Dear Reader | Real journalists report the news, not the news releases
03/24/2014 6:03 PM
03/25/2014 3:00 PM
The disappearance of Heather Elvis and subsequent arrests of Tammy and Sidney Moorer in the case have sparked an emotional response across the region. At this point, finding someone who hasn’t heard of the search would require trolling the ICU unit at Grand Strand Regional Medical Center for a patient who has been comatose since December.
Nevertheless, the prosecutors office has turned down our Freedom of Information Act request for details of the search warrants that presumably document at least some of the evidence recovered to support the murder and other charges against the Moorers, saying it could hamper their investigation and hurt their chances of trying the case locally.
Why do we want to see it? It’s not because it will sell newspapers, or drive online traffic, although undoubtedly it will. It is because a key part of our role as public watchdogs in the Fourth Estate is to provide nongovernmental oversight over those in charge of protecting our liberties and spending our tax dollars.
Another priority is to find answers to questions that residents and readers may have about what’s happening in our area and we were also thwarted somewhat in that regard last week when a local company didn’t want to discuss a new venture involving female caddies in kilts, despite the fact that they’d already created a Facebook page and had promoted and advertised the new enterprise. Reporter Alan Blondin did what good reporters do: He got the information from other sources.

• _Records in a dataset_

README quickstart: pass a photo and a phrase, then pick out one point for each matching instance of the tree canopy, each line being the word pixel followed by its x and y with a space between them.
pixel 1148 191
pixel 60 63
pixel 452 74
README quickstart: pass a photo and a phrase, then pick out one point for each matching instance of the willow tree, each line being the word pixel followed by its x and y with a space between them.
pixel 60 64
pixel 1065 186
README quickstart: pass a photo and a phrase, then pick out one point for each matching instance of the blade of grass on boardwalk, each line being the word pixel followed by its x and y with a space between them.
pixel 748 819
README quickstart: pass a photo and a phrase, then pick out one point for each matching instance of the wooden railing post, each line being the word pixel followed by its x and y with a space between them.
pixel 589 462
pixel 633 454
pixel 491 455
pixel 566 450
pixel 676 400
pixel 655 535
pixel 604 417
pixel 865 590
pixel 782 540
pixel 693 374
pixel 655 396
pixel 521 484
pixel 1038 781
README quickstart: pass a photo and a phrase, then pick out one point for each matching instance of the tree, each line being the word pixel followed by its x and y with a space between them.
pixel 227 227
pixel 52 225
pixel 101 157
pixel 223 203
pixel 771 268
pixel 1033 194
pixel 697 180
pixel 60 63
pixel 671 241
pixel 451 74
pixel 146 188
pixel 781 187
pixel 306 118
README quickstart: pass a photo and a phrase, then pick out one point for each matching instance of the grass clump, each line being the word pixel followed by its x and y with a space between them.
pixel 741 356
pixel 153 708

• _TASK LIST_
a: Answer these questions from the newspaper column:
(i) Who was arrested in the case?
(ii) Why did the prosecutors office turn down the Freedom of Information Act request?
(iii) Who got the information on the caddie venture from other sources?
b: Put this sentence from the newspaper column into Spanish: "Reporter Alan Blondin did what good reporters do: He got the information from other sources."
c: Rename "public watchdogs" as "public guardians" in the newspaper column, starting at "Nevertheless, the prosecutors" and ending at "our tax dollars.", and write out that part.
The listing is separate material, unrelated to the newspaper column.

• _RESPONSES_
a:
(i) Tammy and Sidney Moorer.
(ii) It said the request could hamper their investigation and hurt their chances of trying the case locally.
(iii) Reporter Alan Blondin.

b: El reportero Alan Blondin hizo lo que hacen los buenos reporteros: obtuvo la información de otras fuentes.

c:
Nevertheless, the prosecutors office has turned down our Freedom of Information Act request for details of the search warrants that presumably document at least some of the evidence recovered to support the murder and other charges against the Moorers, saying it could hamper their investigation and hurt their chances of trying the case locally.
Why do we want to see it? It’s not because it will sell newspapers, or drive online traffic, although undoubtedly it will. It is because a key part of our role as public guardians in the Fourth Estate is to provide nongovernmental oversight over those in charge of protecting our liberties and spending our tax dollars.